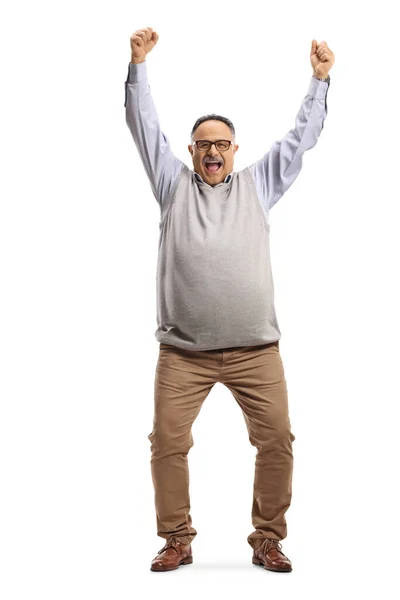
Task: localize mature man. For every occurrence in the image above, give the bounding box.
[124,27,334,572]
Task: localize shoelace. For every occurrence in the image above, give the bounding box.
[257,538,282,554]
[157,538,179,554]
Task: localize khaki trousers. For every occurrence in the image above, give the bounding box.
[148,341,295,548]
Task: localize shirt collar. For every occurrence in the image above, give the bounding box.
[194,171,233,183]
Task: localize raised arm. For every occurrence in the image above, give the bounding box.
[124,27,184,206]
[249,40,334,211]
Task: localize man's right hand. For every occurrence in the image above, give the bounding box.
[131,27,159,64]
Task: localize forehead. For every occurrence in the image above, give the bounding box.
[194,121,232,142]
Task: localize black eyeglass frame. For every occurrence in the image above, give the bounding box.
[192,140,234,152]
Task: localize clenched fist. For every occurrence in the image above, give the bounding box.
[131,27,159,64]
[310,40,335,79]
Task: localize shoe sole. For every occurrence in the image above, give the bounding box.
[150,556,193,571]
[252,556,292,573]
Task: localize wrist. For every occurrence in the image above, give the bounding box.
[131,56,146,65]
[313,73,329,79]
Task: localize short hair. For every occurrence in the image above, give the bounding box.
[190,114,235,141]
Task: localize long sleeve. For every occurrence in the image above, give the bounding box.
[124,61,184,206]
[249,77,330,211]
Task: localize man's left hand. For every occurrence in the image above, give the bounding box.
[310,40,335,79]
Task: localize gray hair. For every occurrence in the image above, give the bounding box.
[190,114,235,141]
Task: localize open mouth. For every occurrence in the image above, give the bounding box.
[205,161,222,173]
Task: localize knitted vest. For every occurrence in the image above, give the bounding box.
[155,165,281,350]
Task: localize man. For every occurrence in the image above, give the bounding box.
[124,27,334,572]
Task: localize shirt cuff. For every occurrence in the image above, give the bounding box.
[126,61,147,83]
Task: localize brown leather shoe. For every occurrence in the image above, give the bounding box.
[253,538,292,573]
[150,537,193,571]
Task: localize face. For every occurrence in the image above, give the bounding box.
[188,121,239,186]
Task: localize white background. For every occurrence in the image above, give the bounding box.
[0,0,400,600]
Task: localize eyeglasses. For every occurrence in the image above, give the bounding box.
[192,140,233,152]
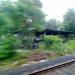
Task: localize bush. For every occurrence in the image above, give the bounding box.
[0,35,20,59]
[66,39,75,52]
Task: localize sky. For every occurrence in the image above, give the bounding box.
[41,0,75,21]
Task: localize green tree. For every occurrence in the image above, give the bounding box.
[46,19,58,30]
[0,0,45,57]
[63,9,75,31]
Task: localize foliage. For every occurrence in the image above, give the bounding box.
[63,9,75,31]
[0,35,21,59]
[46,19,59,29]
[67,38,75,51]
[44,35,62,46]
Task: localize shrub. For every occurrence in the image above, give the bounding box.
[0,35,20,59]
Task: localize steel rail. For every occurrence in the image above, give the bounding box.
[0,55,75,75]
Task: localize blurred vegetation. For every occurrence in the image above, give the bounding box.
[0,0,75,68]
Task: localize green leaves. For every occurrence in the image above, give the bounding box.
[64,9,75,31]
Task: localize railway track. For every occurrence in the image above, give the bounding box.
[0,55,75,75]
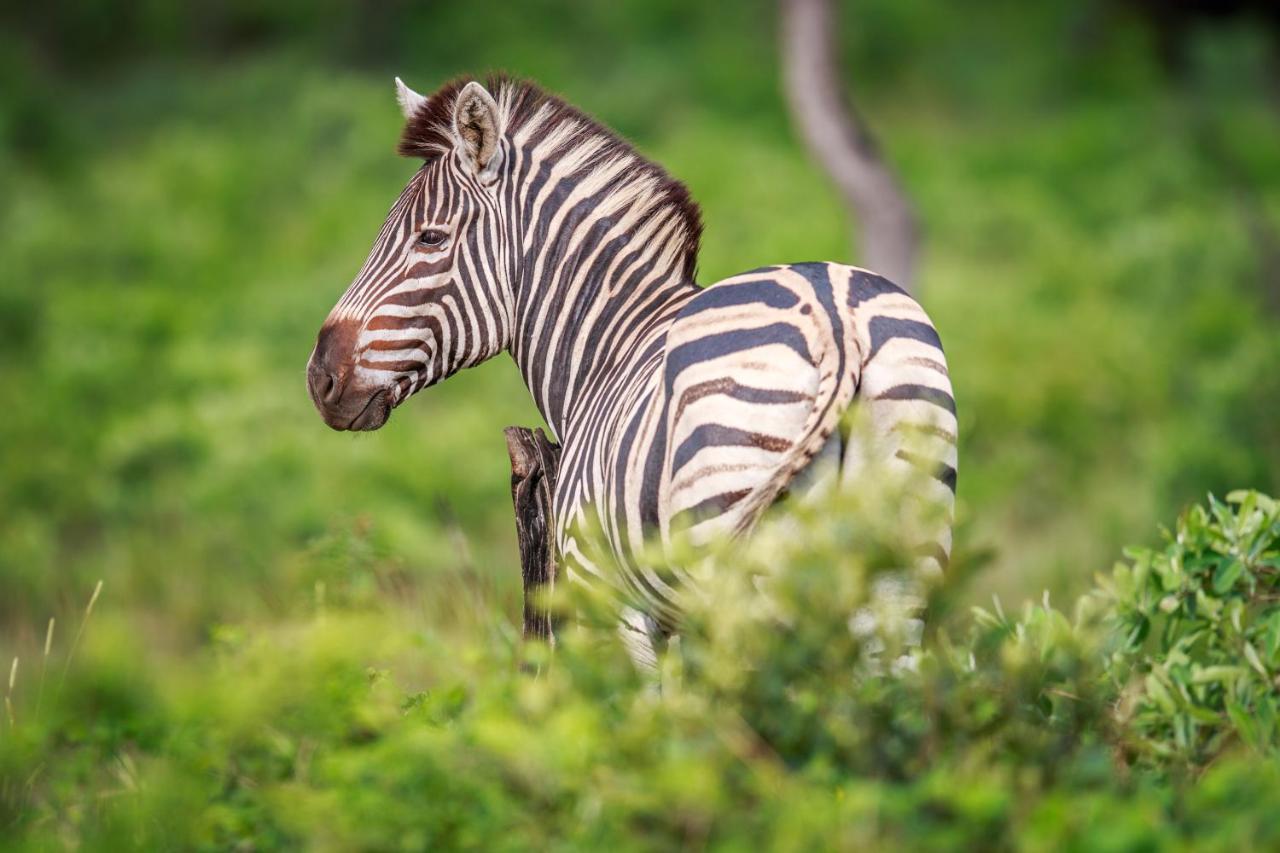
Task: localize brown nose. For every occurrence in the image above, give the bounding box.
[307,325,351,407]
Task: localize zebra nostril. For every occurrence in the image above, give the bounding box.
[300,357,342,405]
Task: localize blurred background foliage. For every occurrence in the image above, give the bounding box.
[0,0,1280,835]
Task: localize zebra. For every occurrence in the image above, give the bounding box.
[307,77,956,660]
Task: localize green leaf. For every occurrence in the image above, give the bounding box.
[1244,642,1267,678]
[1213,558,1244,596]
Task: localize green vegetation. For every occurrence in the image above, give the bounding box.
[0,0,1280,849]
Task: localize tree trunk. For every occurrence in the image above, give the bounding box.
[503,427,559,643]
[780,0,919,292]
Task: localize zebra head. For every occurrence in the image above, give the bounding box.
[307,78,511,430]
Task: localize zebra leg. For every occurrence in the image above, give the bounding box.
[841,293,956,573]
[618,607,663,675]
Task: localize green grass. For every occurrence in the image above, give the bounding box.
[0,0,1280,847]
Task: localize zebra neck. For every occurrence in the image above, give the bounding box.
[511,236,699,442]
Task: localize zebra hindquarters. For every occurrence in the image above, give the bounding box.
[840,288,957,573]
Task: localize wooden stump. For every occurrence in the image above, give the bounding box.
[503,427,559,643]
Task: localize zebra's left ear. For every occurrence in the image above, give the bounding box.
[396,77,426,119]
[453,81,500,177]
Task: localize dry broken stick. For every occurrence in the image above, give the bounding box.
[503,427,559,643]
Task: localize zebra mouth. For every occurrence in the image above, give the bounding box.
[347,391,392,432]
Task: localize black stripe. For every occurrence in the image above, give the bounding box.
[667,320,812,376]
[681,278,800,318]
[849,269,908,307]
[867,316,942,361]
[671,424,791,476]
[873,384,956,415]
[671,489,751,530]
[893,450,956,494]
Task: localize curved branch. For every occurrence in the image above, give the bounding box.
[780,0,919,292]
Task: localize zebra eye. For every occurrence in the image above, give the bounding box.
[417,228,449,248]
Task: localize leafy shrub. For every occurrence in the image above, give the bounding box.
[10,493,1280,849]
[1100,492,1280,768]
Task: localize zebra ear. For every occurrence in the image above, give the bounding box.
[396,77,426,118]
[453,81,499,175]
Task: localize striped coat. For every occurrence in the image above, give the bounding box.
[307,78,956,648]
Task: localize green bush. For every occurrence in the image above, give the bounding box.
[1100,492,1280,768]
[0,492,1280,849]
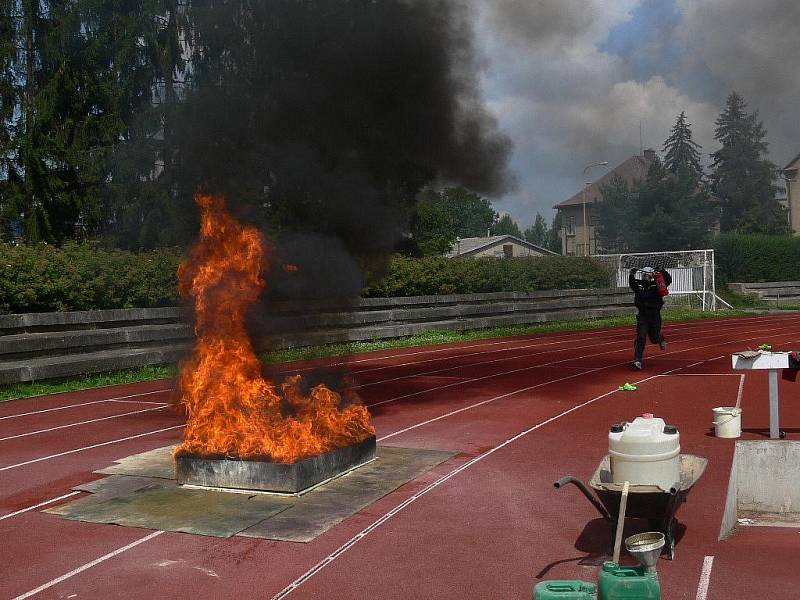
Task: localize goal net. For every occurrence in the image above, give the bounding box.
[592,250,730,310]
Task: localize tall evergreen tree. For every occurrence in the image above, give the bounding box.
[711,92,789,234]
[662,111,703,181]
[492,214,522,238]
[523,213,548,247]
[592,175,635,252]
[545,212,563,254]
####################
## WORK TO DO
Rescale the entries starting at the line containing "Task: localize blurred background" and ending at the line containing "[0,0,1280,849]". Write every one of those lines out again, requests included, with each bounding-box coordinate in the answers multiplied by 1.55 and rounded to a whole number, halves rounded up.

## ANSWER TO THE TASK
Task: localize blurred background foliage. For every occurrence in the image above, give the bounding box.
[0,0,1984,1294]
Task: localize zebra. For every occurrence in the image above, give the bounding box.
[476,119,1482,1023]
Task: localize green leaf. For every occurrence in the image above, give the bounding box.
[1928,995,1964,1051]
[1880,865,1928,924]
Task: localize green vegetation. For every occurrence in the image above, give the bounding box.
[0,0,1984,1316]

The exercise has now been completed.